Show every line of the listing below that contains the word "gravel".

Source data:
______
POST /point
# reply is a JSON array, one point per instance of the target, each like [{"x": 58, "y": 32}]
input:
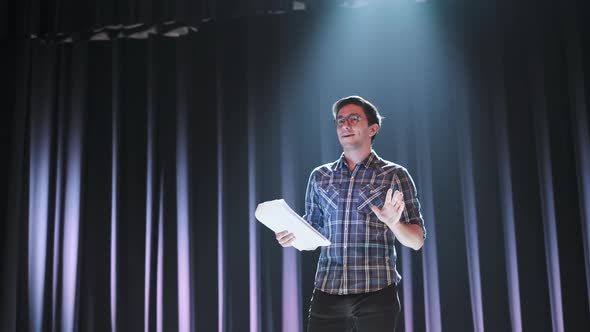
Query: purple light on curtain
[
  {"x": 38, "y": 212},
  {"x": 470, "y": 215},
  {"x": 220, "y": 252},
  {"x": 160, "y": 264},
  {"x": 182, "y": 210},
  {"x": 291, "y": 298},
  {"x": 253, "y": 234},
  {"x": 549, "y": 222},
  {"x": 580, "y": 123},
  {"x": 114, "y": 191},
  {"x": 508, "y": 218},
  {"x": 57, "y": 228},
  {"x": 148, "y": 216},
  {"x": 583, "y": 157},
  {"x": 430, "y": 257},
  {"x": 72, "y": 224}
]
______
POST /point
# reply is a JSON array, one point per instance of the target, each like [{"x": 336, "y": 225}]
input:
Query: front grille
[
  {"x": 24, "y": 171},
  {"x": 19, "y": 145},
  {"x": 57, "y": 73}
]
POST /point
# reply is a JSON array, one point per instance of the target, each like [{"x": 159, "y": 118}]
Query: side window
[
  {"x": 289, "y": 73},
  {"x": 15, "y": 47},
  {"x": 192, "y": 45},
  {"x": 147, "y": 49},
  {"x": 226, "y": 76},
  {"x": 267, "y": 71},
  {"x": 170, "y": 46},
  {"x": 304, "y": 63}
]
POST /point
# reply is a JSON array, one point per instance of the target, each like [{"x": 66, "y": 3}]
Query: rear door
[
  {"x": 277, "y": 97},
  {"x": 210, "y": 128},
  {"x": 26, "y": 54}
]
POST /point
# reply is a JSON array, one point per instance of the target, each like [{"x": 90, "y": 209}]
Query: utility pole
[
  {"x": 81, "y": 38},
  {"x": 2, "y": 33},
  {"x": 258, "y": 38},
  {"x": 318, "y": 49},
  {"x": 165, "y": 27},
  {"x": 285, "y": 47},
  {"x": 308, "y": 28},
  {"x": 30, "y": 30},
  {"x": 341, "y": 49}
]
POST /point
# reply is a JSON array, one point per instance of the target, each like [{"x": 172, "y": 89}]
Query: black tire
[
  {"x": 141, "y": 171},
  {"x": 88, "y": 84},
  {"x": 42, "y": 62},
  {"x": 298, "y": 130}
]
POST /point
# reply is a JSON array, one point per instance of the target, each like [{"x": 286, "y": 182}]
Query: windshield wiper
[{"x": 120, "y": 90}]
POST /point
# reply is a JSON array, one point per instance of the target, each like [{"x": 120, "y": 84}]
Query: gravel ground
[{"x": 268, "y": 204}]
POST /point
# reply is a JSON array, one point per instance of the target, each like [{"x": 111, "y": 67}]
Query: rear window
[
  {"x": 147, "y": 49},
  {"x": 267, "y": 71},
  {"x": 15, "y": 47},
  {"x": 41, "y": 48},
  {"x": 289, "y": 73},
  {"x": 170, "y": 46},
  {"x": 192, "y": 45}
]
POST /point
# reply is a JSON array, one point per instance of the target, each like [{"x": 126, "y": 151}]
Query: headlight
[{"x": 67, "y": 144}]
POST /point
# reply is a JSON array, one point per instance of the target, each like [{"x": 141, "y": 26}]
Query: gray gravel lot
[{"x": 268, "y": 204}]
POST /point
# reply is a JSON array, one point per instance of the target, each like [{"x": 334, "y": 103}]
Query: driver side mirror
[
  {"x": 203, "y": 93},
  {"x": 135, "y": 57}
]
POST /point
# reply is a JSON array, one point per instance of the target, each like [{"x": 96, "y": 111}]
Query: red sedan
______
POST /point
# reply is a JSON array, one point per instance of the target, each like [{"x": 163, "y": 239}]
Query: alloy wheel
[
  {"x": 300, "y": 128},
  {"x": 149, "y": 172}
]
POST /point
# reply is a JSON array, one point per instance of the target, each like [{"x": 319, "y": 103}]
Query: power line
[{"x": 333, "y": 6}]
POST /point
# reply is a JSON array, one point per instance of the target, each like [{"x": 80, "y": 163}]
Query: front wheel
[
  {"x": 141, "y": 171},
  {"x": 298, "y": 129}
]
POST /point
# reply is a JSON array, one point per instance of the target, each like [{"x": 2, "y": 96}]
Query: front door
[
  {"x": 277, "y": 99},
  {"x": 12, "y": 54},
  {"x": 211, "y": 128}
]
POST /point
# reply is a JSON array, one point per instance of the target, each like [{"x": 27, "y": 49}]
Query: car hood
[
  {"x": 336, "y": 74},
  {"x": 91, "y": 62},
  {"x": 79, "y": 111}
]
______
In response ::
Query: gravel ground
Query: gray gravel lot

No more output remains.